**STORED ROWS**

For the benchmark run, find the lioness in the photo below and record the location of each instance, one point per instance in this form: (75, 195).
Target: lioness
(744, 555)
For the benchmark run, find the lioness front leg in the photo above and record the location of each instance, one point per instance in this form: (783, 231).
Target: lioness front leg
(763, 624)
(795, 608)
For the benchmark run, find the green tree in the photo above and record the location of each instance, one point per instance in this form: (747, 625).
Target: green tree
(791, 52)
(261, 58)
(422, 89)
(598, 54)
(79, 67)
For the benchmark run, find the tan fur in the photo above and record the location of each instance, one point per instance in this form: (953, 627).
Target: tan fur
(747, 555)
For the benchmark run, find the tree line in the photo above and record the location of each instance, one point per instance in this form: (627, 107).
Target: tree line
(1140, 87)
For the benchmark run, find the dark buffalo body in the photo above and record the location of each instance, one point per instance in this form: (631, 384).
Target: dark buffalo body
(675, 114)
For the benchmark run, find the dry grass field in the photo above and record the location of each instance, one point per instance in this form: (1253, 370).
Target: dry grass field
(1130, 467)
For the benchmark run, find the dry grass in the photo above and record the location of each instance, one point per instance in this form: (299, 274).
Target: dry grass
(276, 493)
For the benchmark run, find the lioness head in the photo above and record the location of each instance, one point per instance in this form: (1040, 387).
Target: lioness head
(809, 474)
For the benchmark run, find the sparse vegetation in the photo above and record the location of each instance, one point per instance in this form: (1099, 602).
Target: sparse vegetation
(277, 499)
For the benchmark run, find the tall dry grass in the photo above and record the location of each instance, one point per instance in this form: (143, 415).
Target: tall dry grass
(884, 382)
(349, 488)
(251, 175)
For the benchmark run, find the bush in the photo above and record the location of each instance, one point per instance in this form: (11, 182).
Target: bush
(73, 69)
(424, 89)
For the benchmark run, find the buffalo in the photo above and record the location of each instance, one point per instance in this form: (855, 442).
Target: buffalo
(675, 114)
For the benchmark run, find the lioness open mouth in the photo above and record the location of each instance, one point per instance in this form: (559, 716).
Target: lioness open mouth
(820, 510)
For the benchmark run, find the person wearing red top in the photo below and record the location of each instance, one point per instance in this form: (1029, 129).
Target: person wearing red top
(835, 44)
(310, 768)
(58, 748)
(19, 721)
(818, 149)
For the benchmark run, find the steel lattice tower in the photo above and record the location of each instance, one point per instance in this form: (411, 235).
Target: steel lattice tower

**TASK REQUIREMENTS**
Starting at the line that has "For the benchmark run, find the lioness open" and running through the end of the material, write every line again, requests included. Shift both coordinates of each answer point up by 137, and leave the sample points inside the requests as they are.

**OUTPUT OF THE TASK**
For the benchmark run, find the lioness open mouth in the photo above and record the location of each instance, one point per instance in this form: (559, 716).
Target: lioness open mouth
(957, 647)
For the benchmark run, find the person wearing red top in the photo below and record the location of each instance, one point per instance in this form: (1029, 129).
Target: person wearing red top
(972, 181)
(447, 905)
(195, 885)
(156, 858)
(955, 286)
For the benchmark run, find the steel lattice tower in the photo above and record the location of each instance, one point per instance in this form: (411, 235).
Target: steel lattice tower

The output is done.